| Task description |
In the piece on file types and document exploits, what actually defines a file's type?

Document files and PDFs as a method of inserting exploits are one of the common features across publicly-disclosed targeted attacks, with the non-targeted incidents generally involving links to web pages hosting malicious code. Here I’m focussing on what appears the very first stage of a typical targeted attack (after the recce and intel gathering).
An OS must be capable of identifying different file types, in order to know which application to process it – when the user clicks on a .doc file, the OS just knows to open it with LibreOffice or Microsoft Word. What the user then has is a running application and a file loaded into memory – the process either linking to the file’s data structure or loading it into its address space.
The other concept to understand is the role of file extensions. We give a Word document the .doc extension purely to identify it as such, and so the desktop GUI gives it the appropriate icon. Remove the file extension and the OS would identify its true file type. This is one feature that enables a baddy to trick a human user, and usually it works because most of us interact with computers through a GUI.
So how does the OS know what a file actually is, without an extension?
Headers and File Internals
File types are actually defined by an initial sequence of bytes, which are sometimes referred to as the ‘file header’ or ‘magic number’. They can be seen by running the following command on a given file:
$hexdump -n 50 (filename)

| Given information |
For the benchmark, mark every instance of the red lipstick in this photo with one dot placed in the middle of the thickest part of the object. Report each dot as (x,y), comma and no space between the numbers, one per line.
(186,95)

| Reply to the exercise |
An initial sequence of bytes, sometimes called the "file header" or "magic number."